For the entries that follow, set down each one exactly and drop any pictures.

Recorded information ▸
- Opening Delimiter -

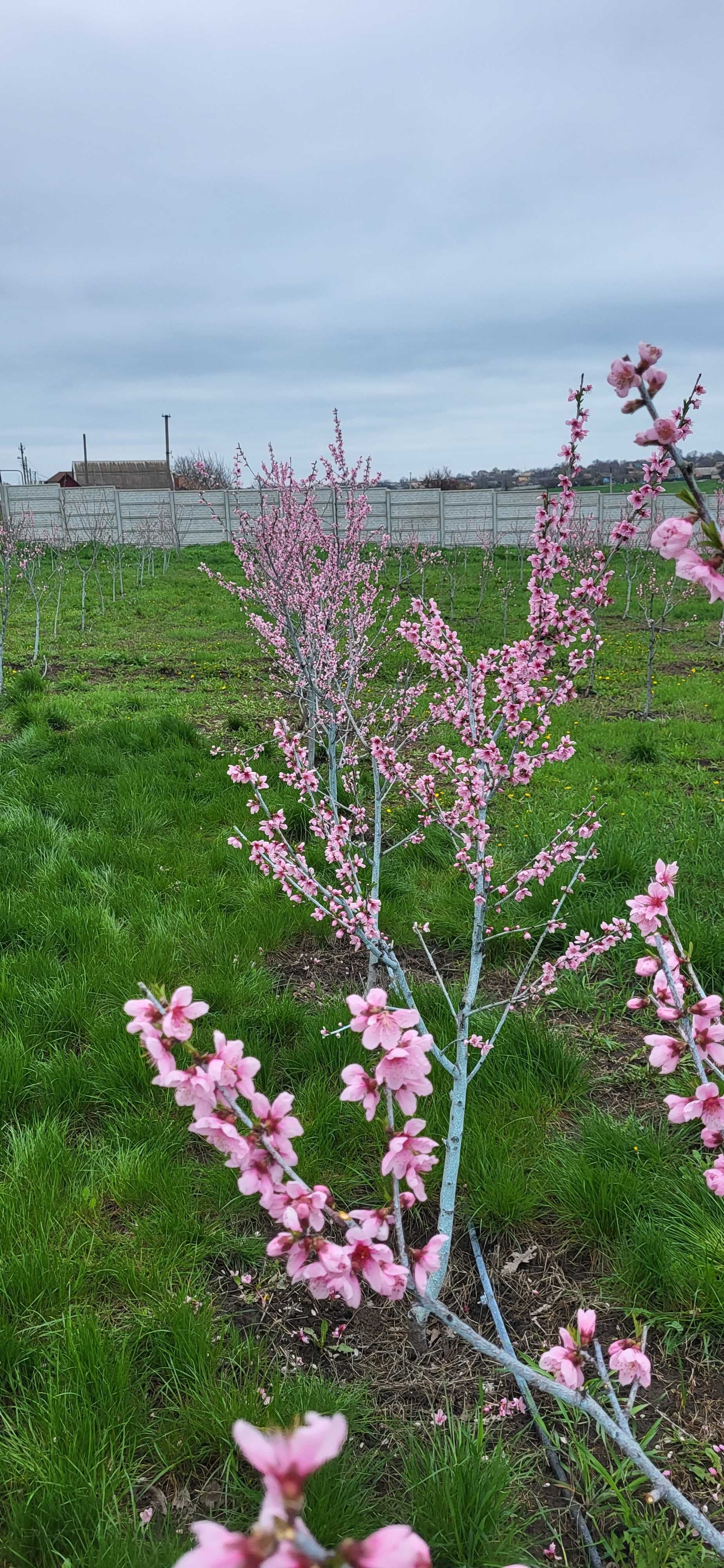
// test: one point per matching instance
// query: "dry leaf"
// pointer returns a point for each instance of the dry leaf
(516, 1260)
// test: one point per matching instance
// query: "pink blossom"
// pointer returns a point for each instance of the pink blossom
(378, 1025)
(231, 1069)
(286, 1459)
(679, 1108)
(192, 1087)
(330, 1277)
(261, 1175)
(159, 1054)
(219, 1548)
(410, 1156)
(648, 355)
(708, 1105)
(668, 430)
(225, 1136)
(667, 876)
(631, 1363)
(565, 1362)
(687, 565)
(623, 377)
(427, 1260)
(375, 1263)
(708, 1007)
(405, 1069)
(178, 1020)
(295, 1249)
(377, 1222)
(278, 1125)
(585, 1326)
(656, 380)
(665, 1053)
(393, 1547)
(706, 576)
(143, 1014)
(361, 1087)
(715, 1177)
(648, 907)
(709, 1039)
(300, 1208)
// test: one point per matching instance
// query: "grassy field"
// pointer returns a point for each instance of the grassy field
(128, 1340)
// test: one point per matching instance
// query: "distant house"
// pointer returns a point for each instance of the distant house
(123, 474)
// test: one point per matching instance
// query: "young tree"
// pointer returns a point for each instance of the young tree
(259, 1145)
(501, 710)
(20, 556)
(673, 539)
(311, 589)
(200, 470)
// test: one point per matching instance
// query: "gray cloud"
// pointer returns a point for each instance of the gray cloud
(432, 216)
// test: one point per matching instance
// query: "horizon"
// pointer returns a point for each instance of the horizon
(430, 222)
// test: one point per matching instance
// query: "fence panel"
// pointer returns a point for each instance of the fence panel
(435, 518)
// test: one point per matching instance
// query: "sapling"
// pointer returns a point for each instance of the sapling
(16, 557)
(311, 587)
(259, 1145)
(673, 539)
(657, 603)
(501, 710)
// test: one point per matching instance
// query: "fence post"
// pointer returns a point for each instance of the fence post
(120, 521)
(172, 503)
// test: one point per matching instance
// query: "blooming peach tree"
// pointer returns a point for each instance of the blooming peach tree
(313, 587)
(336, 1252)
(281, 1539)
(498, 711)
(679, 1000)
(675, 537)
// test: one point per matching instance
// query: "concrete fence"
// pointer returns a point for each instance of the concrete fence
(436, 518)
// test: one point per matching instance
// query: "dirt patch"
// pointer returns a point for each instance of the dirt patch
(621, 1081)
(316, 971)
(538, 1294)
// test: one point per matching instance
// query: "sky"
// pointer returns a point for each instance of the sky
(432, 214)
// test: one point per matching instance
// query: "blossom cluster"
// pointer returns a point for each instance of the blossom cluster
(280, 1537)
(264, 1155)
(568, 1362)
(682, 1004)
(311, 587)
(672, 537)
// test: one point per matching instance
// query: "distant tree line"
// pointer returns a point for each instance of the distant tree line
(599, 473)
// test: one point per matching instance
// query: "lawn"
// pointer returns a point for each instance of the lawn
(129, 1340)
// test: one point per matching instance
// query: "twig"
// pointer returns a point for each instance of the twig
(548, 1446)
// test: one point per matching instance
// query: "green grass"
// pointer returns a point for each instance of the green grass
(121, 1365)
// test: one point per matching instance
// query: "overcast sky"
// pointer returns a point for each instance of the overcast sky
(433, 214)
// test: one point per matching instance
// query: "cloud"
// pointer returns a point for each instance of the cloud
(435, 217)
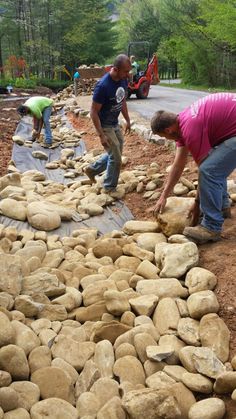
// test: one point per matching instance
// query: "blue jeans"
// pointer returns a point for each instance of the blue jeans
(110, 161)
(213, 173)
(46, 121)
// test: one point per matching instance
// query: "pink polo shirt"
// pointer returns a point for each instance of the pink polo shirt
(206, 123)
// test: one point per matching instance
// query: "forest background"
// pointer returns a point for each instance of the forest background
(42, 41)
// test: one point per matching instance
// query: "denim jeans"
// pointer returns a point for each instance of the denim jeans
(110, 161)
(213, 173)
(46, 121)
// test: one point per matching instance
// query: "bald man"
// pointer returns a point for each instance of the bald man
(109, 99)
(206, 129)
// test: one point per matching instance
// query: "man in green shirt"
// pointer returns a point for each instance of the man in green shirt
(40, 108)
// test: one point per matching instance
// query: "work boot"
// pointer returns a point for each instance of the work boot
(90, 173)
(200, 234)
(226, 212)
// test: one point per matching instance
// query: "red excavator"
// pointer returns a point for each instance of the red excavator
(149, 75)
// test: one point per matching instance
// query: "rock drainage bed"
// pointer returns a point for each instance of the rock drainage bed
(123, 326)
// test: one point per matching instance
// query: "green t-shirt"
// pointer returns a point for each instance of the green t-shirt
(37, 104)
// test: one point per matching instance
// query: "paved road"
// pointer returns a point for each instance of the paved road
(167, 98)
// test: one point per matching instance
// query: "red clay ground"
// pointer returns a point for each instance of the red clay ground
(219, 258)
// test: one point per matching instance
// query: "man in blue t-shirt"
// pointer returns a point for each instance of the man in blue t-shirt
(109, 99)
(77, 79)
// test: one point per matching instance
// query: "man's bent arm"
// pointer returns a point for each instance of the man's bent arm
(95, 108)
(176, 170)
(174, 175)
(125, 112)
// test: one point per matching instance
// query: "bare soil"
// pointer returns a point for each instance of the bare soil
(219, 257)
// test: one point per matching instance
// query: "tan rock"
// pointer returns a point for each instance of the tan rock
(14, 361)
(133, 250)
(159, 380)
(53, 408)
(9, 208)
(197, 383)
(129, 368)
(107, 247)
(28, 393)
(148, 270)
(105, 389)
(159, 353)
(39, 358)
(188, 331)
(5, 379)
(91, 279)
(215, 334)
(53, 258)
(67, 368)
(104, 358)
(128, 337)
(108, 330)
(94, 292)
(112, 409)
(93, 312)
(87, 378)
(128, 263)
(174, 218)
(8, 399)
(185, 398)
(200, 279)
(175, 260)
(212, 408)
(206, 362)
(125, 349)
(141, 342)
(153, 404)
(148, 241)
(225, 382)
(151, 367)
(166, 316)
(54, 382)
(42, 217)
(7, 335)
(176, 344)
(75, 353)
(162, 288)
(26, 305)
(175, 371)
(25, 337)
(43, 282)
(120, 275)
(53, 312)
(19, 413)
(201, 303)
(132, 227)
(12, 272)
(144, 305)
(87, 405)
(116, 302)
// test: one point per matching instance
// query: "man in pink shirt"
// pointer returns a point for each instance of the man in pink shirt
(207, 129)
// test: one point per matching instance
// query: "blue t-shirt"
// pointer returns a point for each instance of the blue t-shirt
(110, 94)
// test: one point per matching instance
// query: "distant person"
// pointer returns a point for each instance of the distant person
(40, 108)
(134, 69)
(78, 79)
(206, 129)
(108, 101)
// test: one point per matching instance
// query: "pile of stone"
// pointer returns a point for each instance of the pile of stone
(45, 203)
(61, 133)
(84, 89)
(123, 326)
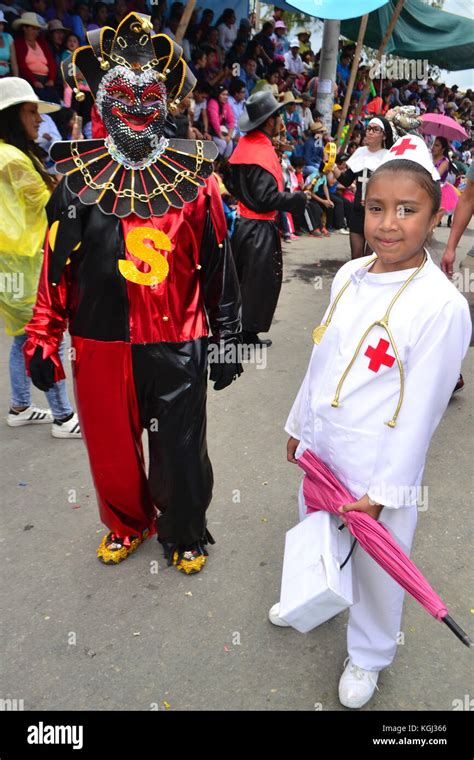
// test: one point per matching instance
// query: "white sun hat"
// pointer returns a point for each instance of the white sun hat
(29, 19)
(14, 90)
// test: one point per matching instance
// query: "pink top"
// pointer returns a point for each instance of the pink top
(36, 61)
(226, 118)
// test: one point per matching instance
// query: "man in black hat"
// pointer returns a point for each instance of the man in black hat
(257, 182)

- Closing Delimiter -

Finished exercise ▸
// test: one point per matching instance
// query: "dry leaf"
// pointer returns a point for each instance of the dry leaf
(516, 1260)
// test: one point per matching instance
// query: "pink blossom"
// pointer returns a point for each instance of the pink blossom
(378, 1025)
(231, 1069)
(286, 1459)
(679, 1108)
(192, 1087)
(330, 1277)
(261, 1175)
(159, 1054)
(219, 1548)
(410, 1156)
(648, 355)
(708, 1105)
(668, 430)
(225, 1136)
(667, 876)
(631, 1363)
(565, 1362)
(687, 565)
(623, 377)
(427, 1260)
(375, 1263)
(708, 1007)
(405, 1069)
(178, 1020)
(295, 1249)
(377, 1222)
(278, 1125)
(585, 1326)
(656, 380)
(665, 1053)
(393, 1547)
(706, 576)
(143, 1014)
(361, 1087)
(715, 1177)
(648, 907)
(709, 1039)
(300, 1208)
// test: one point per matching instance
// query: "grassy field"
// pointer returns a point for each instance of the grassy field
(128, 1340)
// test: one point per matching instance
// query: "distant house"
// pointer returns a point for each instance of the distant house
(123, 474)
// test: one point per matching instance
// query: "young tree"
// pointer returns a point for each instance of the young tree
(259, 1145)
(501, 710)
(20, 556)
(673, 539)
(311, 589)
(200, 470)
// test: one point per matching instance
// query: "gray cloud"
// pointer returns a point for each instance of the gray cloud
(432, 216)
// test: one point per matching instance
// query: "horizon"
// pointer returns a point for each instance of the horizon
(430, 222)
// test: one point per matching instance
// query: "fence panel"
// pointer returns a point for each instance of the fence panel
(435, 518)
// test: one point per matching instance
// query: "sapling"
// pointer returns a point for each instance of the sapling
(16, 557)
(311, 587)
(259, 1145)
(673, 539)
(657, 603)
(501, 710)
// test: one point per matching instance
// query: "fence post"
// pointer returns a point for each instance of the fence post
(120, 521)
(172, 503)
// test: one point per matching instance
// query: "blooming peach tree"
// pointer returns a point for each instance of the blooming peach tree
(313, 587)
(336, 1252)
(281, 1539)
(498, 711)
(679, 1000)
(675, 537)
// test: one point per matching instance
// query: "concrete fence"
// pointer returns a point for each instance of the concrete fence
(436, 518)
// test: one point per matching instance
// query: "dirt patch"
// pointer returns a point for each instance of the dirt patch
(621, 1081)
(316, 971)
(538, 1294)
// test: one point per matching instance
// query: "sky"
// pointer returns a point for each instance of the sky
(432, 214)
// test: one point per matching instance
// query: "blossom cluster"
// pointer returns a point for each instance of the blossom cluster
(280, 1537)
(264, 1155)
(568, 1362)
(682, 1004)
(311, 587)
(672, 537)
// test: one point per matching instance
// query: "distant tree line"
// pointer returns a point for each instance of the distant tree line
(599, 473)
// test: one point per matching instance
// query: "lawn"
// pointer returns a point for each instance of the lawn
(129, 1340)
// test: one point per matching instance
// query: "twig"
// pointer returns a point for each instance of the twig
(548, 1446)
// test: one point per matching instance
// query: "green grass"
// pointer returns a point for each instance of the green grass
(121, 1365)
// test: one point per matching instance
// query: "overcast sky"
// pointer returns a point for each instance of the overcast sky
(433, 214)
// test: one point per matching instance
// query: "cloud"
// pointer returns a point for each instance of the cloud
(435, 217)
// test: one point per matching instance
// query: "blue jeans"
// pointer returns a point for each instance of the blue jeans
(110, 161)
(213, 173)
(46, 121)
// test: one point per matching instance
// query: "pink polo shirt"
// pointer returns a point for each instance of the pink polo shirt
(206, 123)
// test: one point per matching instance
// query: "forest background"
// pointer returns a point for each instance of the forest background
(42, 41)
// test: one point per matching instance
// query: "denim jeans"
// pointer returns a point for each instance of the denim jeans
(110, 161)
(213, 173)
(46, 121)
// test: one point per matching instance
// query: "bald man"
// pointer returns a point for each instance of the bald man
(109, 99)
(206, 129)
// test: one point per matching instance
// query: "man in green shirt"
// pointer returns a point for each instance of the man in green shirt
(40, 108)
// test: one point per matching instance
// query: "work boot"
// pointer returns a point for each instance of the work boot
(90, 173)
(200, 234)
(226, 212)
// test: one point per matching instance
// query: "red excavator"
// pointer returns a point for each instance of the red excavator
(149, 75)
// test: one point per matching instance
// query: "rock drainage bed"
// pointer returns a point for each instance of the rock drainage bed
(123, 326)
// test: one point per matching instance
// query: "green t-shirt"
// pointer returns a point for each instance of the green t-shirt
(37, 104)
// test: one point per matching instance
// query: "paved road"
// pointer returns a point for each instance of the paved road
(167, 98)
// test: one point per matching instance
// query: "red clay ground"
// pointer returns a point for each instance of the red clay ground
(219, 258)
// test: one point per matching instance
// query: "man in blue t-shirt"
// pointer returns a point for each instance of the man in blue t-shirt
(109, 99)
(77, 79)
// test: one point per matching instance
// query: "man's bent arm"
// pointer returns a point for each instance of the man's bent arm
(95, 108)
(176, 170)
(174, 175)
(125, 112)
// test: one point per matching instance
// query: "bare soil"
// pointer returns a point for each instance of the bare soil
(219, 257)
// test: one point per matching instance
// query: "tan rock"
// pointer returns a point for each instance of the tan rock
(14, 361)
(133, 250)
(159, 380)
(53, 408)
(9, 208)
(197, 383)
(129, 368)
(107, 247)
(28, 393)
(148, 270)
(105, 389)
(159, 353)
(39, 358)
(188, 331)
(5, 379)
(91, 279)
(215, 334)
(53, 258)
(67, 368)
(104, 358)
(128, 337)
(108, 330)
(94, 292)
(112, 409)
(93, 312)
(87, 378)
(128, 263)
(174, 218)
(8, 399)
(185, 398)
(200, 279)
(175, 260)
(212, 408)
(206, 362)
(125, 349)
(141, 342)
(153, 404)
(148, 241)
(225, 382)
(151, 367)
(166, 316)
(54, 382)
(42, 217)
(7, 335)
(176, 344)
(75, 353)
(162, 288)
(26, 305)
(175, 371)
(25, 337)
(43, 282)
(120, 275)
(53, 312)
(19, 413)
(201, 303)
(132, 227)
(12, 272)
(144, 305)
(87, 405)
(116, 302)
// test: one point per matching instance
// query: "man in pink shirt"
// pointer returns a point for each instance of the man in pink shirt
(207, 129)
// test: one point per matching instance
// query: "blue t-shirt"
// pointer returns a point for each instance of the blue t-shirt
(110, 94)
// test: one point per matching instance
// query: "distant person"
// pointer returns a point for each instance of the distant person
(40, 108)
(134, 69)
(78, 79)
(206, 129)
(108, 101)
// test: one point per matching instance
// query: "pile of stone"
// pointer returns a point for each instance of the pile of stone
(45, 203)
(61, 133)
(84, 89)
(123, 326)
// test: one point per matching instance
// query: "white sun hat"
// pointer returns a point for each instance of the white sun hat
(29, 19)
(14, 90)
// test: one point per matching instance
// query: "pink top"
// pointer returns a point for each instance of the pink top
(36, 61)
(226, 118)
// test: one point per matching instance
// query: "man in black hat"
// pointer returns a point for each instance of the man in black hat
(257, 182)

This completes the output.